_Passage_:
= = = = =

Why farmpunk?

A farmpunk could be described as a neo-agrarian who approaches [agri]culture, community development and/or design with an anarchistic hacker ethos. "Cyber-agrarian" could supplant neo-agrarian, indicating a back-to-the-land perspective that stands apart from past movements because it is heavily informed by conceptual integration in a post-industrial information society (thus "forward to the land" perhaps?) The art and science of modern ecological design—and ultimately, adapting to post-collapse contexts—will be best achieved through the combined arts of cybermancy and geomancy; an embrace of myth and ritual as eco-technologies. In other words: the old ways of bushcraft and woodlore can be combined with modern technoscience (merely another form of lore) in open and decentralized ways that go beyond pure anarcho-primitivism. This blog is an example of just that. Throughout, natural ecologies must be seen as the original cybernetic systems.

**What we call for at the farmpunk headquarters**
°Freedom of information
°Ground-up action + top-down perspectives
°Local agricultural systems (adhering to permaculture/biodynamic principles) as the nuclei of economies
°Bioregional autonomy
°Computers are optional but can be used for good—see peer to peer tech, social media for direct popular management of natural or political disasters (e.g. Arab Spring), or the mission of the hacker collective Anonymous
°You

Wednesday, April 14, 2010

blood magic

Medical studies have shown that men who periodically donate blood are at a lowered risk for heart disease. Males are at a higher risk altogether than women, for various reasons, but one is that they have an increased red blood cell count that is precipitated by their natural levels of testosterone. Higher red blood cell counts are correlated with higher risk of heart disease. This is interesting to me because lots of "pre-modern" cultures, historically and presently, practice bloodletting for medicinal reasons. Actually, bloodletting was the routine medical procedure of choice for two millenia prior to the 19th century. It is well-documented that bloodletting (in men) was seen in Hippocratic medicine as a purging process sharing isomorphic functions with menstruation in women. As cited on Wikipedia, Hippocrates maintained that one of the functions of menstruation was to "purge women of bad humors" (humors = essential biological substances, of which there were four in Greco-Roman medicine). So, testified by this renewing ecological function of the female mammal, blood-letting was appropriate for achieving similar things in non-female-bodied individuals. Wow, did I just feel a shred power given to the processes of the female body? That sure went away in the middle ages in Europe, when we suddenly developed a fear of female overflow. But of course, it was okay for Jesus to do it on the cross.

= = = = =

_Extracted material_:
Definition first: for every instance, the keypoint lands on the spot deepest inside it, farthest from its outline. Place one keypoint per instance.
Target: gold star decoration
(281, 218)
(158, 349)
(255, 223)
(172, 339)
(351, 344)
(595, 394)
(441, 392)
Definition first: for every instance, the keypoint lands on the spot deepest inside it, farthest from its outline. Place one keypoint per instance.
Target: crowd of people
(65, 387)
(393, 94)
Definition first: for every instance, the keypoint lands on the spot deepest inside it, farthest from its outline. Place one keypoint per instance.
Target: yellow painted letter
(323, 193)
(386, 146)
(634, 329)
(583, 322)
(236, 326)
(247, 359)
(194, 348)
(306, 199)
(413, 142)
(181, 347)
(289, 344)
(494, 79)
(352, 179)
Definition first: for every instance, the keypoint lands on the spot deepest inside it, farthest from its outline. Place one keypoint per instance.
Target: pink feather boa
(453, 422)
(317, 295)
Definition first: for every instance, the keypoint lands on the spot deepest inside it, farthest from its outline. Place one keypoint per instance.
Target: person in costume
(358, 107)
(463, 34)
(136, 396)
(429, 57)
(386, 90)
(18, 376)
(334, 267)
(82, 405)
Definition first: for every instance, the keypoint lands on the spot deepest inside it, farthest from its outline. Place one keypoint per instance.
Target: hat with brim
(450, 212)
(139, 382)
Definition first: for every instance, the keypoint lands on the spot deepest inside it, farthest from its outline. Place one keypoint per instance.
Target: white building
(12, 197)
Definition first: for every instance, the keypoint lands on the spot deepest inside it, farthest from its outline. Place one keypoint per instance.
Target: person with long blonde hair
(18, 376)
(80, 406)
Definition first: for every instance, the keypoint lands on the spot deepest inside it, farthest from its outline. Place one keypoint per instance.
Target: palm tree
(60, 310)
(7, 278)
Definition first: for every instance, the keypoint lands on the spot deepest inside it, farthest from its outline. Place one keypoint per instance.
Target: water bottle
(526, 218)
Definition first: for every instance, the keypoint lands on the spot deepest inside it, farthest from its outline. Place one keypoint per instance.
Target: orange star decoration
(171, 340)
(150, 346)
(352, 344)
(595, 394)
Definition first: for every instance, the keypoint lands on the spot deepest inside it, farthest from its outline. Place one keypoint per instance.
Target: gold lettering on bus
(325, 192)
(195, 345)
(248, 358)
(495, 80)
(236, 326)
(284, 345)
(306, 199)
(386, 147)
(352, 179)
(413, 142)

= = = = =

_What the task requires_: In the farmpunk blog text, how long was bloodletting the routine medical procedure of choice before the 19th century?

_Solved problem_: Two millennia.